Problem to work on | Retype, word for word, each line between the lines holding "Target: paved road" and "formatted like [1236,237].", inclusive, and leave the rest of the data alone.

Items listed in a dataset:
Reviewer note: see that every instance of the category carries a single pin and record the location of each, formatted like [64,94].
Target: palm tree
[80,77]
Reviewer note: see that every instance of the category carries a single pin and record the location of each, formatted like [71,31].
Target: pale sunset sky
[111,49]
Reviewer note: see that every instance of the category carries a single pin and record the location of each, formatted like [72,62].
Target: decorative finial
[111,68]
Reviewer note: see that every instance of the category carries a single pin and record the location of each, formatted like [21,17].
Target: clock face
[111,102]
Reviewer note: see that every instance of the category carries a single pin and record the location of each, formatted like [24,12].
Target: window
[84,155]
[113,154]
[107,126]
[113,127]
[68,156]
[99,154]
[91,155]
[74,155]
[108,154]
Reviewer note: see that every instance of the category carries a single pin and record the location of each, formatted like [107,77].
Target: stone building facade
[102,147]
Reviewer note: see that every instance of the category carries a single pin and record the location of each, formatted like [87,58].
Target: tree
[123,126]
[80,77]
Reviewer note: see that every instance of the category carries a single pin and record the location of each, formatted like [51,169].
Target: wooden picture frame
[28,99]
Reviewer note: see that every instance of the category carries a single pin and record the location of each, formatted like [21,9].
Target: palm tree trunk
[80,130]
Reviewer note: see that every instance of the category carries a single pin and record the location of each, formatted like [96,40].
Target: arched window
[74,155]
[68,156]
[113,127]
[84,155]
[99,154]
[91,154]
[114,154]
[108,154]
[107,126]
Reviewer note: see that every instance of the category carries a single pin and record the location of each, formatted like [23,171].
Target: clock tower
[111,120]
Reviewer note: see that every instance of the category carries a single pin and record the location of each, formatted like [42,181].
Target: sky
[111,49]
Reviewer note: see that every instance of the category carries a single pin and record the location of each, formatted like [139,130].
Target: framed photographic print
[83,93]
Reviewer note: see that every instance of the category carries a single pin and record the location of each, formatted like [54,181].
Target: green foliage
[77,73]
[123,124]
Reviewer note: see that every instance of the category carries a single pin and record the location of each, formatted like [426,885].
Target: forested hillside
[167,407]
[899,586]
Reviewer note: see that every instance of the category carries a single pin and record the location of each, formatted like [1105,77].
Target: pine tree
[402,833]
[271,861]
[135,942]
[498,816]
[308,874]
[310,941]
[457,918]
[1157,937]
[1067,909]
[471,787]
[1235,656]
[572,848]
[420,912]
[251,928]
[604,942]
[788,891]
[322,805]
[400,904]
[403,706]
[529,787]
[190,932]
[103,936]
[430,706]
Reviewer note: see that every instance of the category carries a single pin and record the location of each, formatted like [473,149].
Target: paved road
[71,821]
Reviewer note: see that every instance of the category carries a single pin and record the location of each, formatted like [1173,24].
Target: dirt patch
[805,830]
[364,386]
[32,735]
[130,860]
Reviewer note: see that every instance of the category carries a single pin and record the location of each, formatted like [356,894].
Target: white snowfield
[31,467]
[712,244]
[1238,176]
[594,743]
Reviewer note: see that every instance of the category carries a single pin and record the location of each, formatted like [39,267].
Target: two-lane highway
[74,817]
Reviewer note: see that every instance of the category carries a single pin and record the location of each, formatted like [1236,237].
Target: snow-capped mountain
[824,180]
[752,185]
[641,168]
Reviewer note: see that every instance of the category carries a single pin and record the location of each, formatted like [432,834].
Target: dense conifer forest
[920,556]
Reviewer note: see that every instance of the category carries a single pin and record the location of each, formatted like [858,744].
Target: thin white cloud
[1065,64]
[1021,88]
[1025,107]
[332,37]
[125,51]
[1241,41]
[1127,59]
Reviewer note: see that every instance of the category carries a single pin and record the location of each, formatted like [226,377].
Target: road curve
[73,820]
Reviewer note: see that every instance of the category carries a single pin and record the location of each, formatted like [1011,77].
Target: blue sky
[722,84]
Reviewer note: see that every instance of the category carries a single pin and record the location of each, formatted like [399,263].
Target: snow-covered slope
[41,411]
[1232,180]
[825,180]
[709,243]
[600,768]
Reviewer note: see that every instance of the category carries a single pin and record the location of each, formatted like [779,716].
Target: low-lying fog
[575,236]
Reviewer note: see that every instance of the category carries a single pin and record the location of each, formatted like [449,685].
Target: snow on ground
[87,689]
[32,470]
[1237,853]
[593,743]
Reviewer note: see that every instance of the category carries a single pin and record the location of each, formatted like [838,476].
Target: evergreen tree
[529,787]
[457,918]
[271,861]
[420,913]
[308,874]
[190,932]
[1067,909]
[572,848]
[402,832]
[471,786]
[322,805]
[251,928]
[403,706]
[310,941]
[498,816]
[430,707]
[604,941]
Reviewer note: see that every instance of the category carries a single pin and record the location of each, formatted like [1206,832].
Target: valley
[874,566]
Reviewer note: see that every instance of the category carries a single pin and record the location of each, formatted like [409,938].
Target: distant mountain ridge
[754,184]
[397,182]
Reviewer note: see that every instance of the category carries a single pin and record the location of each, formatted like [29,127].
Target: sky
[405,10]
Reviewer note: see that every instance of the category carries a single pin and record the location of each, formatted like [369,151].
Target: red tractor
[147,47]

Result below |
Target: paved road
[71,821]
Reviewer note: see that every instance of the category carries a single pin and record the location of each, formatted like [1173,24].
Target: dirt patch
[805,830]
[364,386]
[32,735]
[130,860]
Reviewer note: see that every instance of the category carries a single pin and record the location of each, formatted like [356,894].
Target: white snowfield
[31,467]
[712,244]
[1238,176]
[594,743]
Reviewer note: see that every instance of the category carries a single pin and record the location of each, formatted like [39,267].
Target: two-lane highway
[74,817]
Reviewer note: see that every instance of the category carries a single pin and record the location of each, formatted like [1236,237].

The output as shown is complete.